- [What you are asked to do] Below are records; please write out exactly the lines from the first line through the line containing "positive clicks: (258, 195) (259, 208)", with no pictures.

----

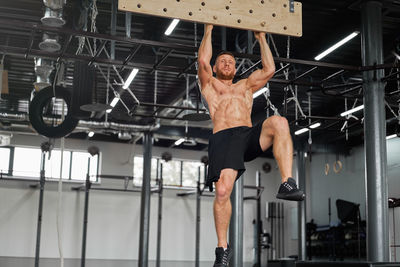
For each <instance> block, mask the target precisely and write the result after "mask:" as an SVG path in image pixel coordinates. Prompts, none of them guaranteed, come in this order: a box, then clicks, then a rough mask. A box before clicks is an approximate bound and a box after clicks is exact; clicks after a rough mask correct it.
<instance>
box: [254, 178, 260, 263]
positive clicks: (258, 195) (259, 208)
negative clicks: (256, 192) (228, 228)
mask: <svg viewBox="0 0 400 267" xmlns="http://www.w3.org/2000/svg"><path fill="white" fill-rule="evenodd" d="M256 186H257V187H260V186H261V173H260V171H257V172H256ZM260 191H261V189H259V188H257V196H258V198H257V200H256V201H257V219H256V220H257V221H256V238H257V240H256V243H255V244H256V248H255V251H256V255H255V259H256V262H255V266H256V267H261V194H260Z"/></svg>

----

- [Written response]
For each <instance> block, mask the target precisely and write the result after "mask:" as an SVG path in image pixel coordinates. Prompts, none of them guaranteed, come in this order: a box, then clicks, then a rough mask. A box before clicks is an approximate bound and a box after clicks is exact; clicks after a rough mask correct it.
<instance>
box: [254, 178, 260, 263]
positive clicks: (258, 195) (259, 208)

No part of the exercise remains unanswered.